QUOTED PASSAGE
↓↓↓

Transplantation experiments show that positional identity along the oral–aboral axis is fixed (Figure 4). First, when an animal is bisected equatorially into oral and aboral halves, each half can regenerate into a normally patterned animal [3]. (The same is true when cut into thirds parallel with this same axis.) When two animals are similarly bisected and their aboral halves are grafted together at the cut side, each half maintains its original axial pattern, resulting in a conjoined oral opening [18]. However, when animals are cut into thirds to produce an aboral piece, an oral piece, and a middle piece, the middle pieces of several animals can be stacked together with oral and aboral pieces at each end to produce a normally patterned animal with a single primary axis, so long as all the pieces are maintained in their original orientation [18]. However, if the middle piece is grafted between an oral and aboral piece at 180° from its original orientation (i.e. inverted on the oral-aboral axis), it produces a similar result to the grafting of two aboral ends together. Namely, the middle piece retains its original axial patterning and so it regenerates an apical organ to produce two animals fused near the oral opening (although the oral third apparently rarely recovered in these experiments); the alimentary canals of all three pieces can fuse [22].
Comb row transplantation experiments further show that ctenophores’ cells have a fixed oral–aboral polarity: if a portion of one of the comb rows is removed, rotated 180° along the oral-aboral axis, and reimplanted in its original place, over the course of several days the graft and host tissues will reorient so that the host’s intact comb rows meet up with the graft comb rows in their original orientation if possible or else avoid the graft to meet one another. The regenerated comb row may swerve across the body so that it bends rather than remain parallel to the primary body axis to preserve the oral–aboral directionality of the ctene plates’ original sequential identity.

2.4. Several Requirements for Ctenophore Regeneration Are Known: Developmental Stage, Nutrition, and Cell Division

The mere absence of a structure is clearly insufficient to initiate regeneration, or else the juveniles resulting from embryos with experimentally ablated cell lineages would replace these parts upon attaining competence to regenerate. However, at least three requirements for regeneration are known.
First, as mentioned above, M. leidyi exhibits a discrete switch point where the highly mosaic embryo becomes competent to regulate and regenerate extensively. Second, at least one environmental factor has also been shown to affect M. leidyi’s capacity to regenerate: food availability [32]. In particular, the abundance of food in the environment prior to the injury appears to confer competence to regenerate. In low-food conditions, bisected M. leidyi are much more likely to persist as half animals following wound healing; similarly, animals or animal fragments missing the aboral sense organ are much less likely to replace it in low food conditions. Interestingly, in a small percentage of cases, these animals can regenerate later, which further supports the observation that injury and repair can be temporally separated in these animals. It also suggests a degree of plasticity but does not resolve whether regeneration is a byproduct of another process, such as robust normal growth, or an adaptive trait. Third, cell division is indispensable for ctenophore regeneration. When cell proliferation is inhibited with hydroxyurea, experimentally cut animals can complete normal wound healing but cannot regenerate missing structures [29]. The same experiment thus demonstrates that wound healing is temporally separable from regeneration as regeneration can be initiated days after the injury if cell proliferation is permitted to resume by washing out the hydroxyurea. This suggests that injury response (including immune and stress responses) do not seem to be the direct cue for regeneration.

↑↑↑

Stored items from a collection
↓↓↓

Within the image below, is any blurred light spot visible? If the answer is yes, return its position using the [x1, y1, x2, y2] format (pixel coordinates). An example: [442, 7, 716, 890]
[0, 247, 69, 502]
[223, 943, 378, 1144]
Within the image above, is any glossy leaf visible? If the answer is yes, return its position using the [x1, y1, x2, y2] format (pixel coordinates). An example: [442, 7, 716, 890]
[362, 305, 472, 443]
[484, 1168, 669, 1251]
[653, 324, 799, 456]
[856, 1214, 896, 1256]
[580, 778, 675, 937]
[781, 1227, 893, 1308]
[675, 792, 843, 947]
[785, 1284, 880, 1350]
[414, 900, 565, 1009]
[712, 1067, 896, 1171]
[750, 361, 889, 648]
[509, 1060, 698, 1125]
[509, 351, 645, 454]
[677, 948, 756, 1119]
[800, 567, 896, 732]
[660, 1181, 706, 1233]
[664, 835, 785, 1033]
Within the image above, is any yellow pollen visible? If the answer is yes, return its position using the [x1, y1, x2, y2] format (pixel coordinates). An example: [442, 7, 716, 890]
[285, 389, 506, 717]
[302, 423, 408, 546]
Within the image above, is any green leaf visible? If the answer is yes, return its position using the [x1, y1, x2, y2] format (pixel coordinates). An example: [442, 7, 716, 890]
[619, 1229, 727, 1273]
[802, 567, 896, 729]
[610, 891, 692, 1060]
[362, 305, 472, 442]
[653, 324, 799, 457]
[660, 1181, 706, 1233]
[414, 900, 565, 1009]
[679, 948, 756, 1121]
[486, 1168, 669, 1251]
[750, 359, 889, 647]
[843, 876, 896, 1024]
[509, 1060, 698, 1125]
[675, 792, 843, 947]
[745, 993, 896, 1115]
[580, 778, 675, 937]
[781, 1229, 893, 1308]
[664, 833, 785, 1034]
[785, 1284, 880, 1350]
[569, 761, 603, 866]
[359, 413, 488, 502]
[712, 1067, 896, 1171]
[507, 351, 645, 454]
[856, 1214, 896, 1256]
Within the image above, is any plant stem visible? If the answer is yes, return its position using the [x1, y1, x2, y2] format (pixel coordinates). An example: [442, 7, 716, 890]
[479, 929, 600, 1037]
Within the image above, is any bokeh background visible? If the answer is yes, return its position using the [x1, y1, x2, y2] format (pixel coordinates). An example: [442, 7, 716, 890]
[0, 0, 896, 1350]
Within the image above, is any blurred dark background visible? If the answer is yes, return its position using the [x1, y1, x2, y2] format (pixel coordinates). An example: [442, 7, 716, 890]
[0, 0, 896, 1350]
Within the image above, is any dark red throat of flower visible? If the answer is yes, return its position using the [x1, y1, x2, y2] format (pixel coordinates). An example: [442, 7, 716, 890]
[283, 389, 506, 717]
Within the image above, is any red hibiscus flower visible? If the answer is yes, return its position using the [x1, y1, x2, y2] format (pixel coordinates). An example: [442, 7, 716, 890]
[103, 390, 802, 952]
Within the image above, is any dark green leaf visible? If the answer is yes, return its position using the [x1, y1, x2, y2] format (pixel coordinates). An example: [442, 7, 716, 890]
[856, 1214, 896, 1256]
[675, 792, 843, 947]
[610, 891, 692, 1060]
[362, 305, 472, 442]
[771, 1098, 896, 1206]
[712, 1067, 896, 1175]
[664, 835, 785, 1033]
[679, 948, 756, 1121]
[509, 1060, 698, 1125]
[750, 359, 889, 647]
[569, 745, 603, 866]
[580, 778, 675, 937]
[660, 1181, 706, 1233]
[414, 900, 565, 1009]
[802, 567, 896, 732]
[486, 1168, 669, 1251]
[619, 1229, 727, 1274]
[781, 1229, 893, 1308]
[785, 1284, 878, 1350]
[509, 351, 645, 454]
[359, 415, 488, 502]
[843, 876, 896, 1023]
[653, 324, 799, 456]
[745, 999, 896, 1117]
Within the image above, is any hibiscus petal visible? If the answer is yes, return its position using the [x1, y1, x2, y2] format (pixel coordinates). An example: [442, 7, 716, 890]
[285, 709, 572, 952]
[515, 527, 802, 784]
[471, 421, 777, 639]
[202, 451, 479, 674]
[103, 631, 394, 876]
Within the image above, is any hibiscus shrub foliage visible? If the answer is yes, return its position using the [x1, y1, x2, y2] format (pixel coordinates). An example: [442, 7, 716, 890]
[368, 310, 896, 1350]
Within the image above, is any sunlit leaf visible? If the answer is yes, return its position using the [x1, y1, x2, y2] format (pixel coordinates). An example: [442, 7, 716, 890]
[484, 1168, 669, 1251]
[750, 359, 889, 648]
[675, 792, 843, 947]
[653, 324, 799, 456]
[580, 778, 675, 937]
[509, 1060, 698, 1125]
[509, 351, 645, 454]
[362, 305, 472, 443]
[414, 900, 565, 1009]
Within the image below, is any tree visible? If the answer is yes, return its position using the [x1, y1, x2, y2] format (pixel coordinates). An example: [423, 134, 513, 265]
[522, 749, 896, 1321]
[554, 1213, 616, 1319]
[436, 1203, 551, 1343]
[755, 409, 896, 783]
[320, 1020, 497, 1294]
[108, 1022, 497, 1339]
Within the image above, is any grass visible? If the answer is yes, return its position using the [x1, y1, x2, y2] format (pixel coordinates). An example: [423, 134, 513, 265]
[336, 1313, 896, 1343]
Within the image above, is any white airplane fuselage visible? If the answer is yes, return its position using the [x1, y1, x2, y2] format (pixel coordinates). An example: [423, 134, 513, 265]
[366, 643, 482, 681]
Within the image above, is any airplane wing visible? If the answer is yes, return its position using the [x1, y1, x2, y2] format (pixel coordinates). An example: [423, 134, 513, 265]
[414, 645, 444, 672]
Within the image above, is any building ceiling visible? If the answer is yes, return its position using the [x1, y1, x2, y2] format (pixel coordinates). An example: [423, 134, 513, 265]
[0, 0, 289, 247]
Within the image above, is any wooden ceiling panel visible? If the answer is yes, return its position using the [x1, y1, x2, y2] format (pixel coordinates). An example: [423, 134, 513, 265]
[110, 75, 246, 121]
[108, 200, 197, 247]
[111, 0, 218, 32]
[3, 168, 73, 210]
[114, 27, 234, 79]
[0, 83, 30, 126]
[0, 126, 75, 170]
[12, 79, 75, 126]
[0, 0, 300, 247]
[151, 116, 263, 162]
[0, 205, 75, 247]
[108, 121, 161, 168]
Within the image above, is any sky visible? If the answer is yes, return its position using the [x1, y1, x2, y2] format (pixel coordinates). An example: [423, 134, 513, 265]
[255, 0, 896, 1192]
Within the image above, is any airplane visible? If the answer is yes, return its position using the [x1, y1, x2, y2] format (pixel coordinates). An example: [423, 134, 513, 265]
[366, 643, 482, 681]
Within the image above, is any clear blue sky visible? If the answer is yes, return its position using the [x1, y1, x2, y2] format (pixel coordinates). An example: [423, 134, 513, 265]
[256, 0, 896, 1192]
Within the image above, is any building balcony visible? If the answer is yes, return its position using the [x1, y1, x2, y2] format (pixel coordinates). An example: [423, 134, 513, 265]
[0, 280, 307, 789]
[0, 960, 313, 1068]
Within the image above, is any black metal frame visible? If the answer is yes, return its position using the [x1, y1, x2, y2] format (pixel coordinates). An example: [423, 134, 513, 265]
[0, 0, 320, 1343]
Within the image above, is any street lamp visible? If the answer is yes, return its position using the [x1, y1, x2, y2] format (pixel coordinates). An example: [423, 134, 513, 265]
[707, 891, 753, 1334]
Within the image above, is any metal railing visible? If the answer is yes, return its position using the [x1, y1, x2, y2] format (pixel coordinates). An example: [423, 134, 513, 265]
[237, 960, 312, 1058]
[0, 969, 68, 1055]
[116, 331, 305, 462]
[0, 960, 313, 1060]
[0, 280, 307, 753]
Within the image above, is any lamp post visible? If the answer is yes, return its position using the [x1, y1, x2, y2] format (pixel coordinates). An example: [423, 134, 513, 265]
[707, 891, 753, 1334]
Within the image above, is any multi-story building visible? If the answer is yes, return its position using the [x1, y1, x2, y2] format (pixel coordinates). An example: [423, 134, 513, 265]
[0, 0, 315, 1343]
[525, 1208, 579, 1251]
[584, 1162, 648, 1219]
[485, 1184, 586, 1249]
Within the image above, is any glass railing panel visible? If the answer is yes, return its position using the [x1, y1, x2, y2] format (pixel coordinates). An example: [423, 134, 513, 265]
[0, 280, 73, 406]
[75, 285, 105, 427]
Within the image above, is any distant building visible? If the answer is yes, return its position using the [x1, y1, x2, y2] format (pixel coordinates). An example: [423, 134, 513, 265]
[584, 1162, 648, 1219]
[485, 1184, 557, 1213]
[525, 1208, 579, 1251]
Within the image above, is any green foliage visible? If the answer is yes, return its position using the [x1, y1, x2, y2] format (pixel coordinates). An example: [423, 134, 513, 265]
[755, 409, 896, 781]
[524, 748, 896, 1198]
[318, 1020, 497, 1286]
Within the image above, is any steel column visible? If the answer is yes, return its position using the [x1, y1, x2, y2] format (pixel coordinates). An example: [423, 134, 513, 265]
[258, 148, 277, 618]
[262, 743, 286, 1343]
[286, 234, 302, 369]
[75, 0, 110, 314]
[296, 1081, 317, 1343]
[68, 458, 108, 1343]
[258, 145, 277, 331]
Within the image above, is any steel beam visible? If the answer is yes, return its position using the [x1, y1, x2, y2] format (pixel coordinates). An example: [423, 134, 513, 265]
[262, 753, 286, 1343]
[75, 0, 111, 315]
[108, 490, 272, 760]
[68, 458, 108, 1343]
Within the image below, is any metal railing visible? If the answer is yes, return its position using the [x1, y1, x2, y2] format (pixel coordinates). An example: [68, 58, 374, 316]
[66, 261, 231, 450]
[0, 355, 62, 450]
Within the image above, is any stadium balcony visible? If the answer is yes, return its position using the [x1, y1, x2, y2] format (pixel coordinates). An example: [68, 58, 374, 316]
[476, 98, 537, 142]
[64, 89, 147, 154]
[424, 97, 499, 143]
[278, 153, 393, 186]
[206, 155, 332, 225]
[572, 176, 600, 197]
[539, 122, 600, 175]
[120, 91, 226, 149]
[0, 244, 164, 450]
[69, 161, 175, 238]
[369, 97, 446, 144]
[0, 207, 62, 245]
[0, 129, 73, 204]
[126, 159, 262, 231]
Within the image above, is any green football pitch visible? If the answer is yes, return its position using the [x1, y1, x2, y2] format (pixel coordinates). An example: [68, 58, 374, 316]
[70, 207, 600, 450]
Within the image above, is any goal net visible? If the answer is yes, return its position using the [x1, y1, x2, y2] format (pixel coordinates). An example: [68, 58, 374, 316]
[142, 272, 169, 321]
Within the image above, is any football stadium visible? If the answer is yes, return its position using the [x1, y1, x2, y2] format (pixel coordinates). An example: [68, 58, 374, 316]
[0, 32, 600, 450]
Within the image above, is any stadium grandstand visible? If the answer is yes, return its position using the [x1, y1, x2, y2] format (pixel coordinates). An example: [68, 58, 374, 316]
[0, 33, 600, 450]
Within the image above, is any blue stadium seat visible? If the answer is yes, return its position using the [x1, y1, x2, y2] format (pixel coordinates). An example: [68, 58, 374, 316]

↑↑↑

STUDY QUESTIONS
1. Answer these questions about the passage on ctenophore regeneration:
(a) What can each half do when an animal is bisected equatorially into oral and aboral halves?
(b) Which substance was used to inhibit cell proliferation in cut animals?
(c) In low-food conditions, what are bisected M. leidyi much more likely to do?
2. What follows the last sentence of the passage on ctenophore regeneration? Write the next part.

RESULTS BY TASK
1.
(a) Each half can regenerate into a normally patterned animal.
(b) Hydroxyurea.
(c) They are much more likely to persist as half animals following wound healing.

2.
2.5. Ctenophore Regeneration Does Not Appear to Use Dedicated Pluripotent Stem Cells

The mosaic embryonic development of M. leidyi was leveraged to ask whether pluripotent stem cells analogous to i-cells or neoblasts are involved in the replacement of missing structures in regeneration. Embryonically ablated comb rows and tentacle bulbs can be replaced in what has been called “post-regeneration” but the progenitor cells that participate are clearly lineage restricted [33]. The source of the replacement cells turns out to be exclusively from lineages that normally contribute to comb plates [34] or tentacle bulbs [35], respectively. Lineage restriction of these juvenile replacement cells suggests that there is likely not a pool of pluripotent stem cells that contribute large numbers of cells to regenerated structures.
There is some evidence that individual cells migrate to the site of injury, including direct time-lapse video evidence that cells in the mesoglea migrate to the wound site and participate with epithelial cells at the wound margin to mechanically close the wound. It is not yet clear if any of these migratory cells contribute to replacement structures or if their involvement is limited strictly to the healing process. Cells local to the injury site appear to contribute most of the cells to regenerated structures [29].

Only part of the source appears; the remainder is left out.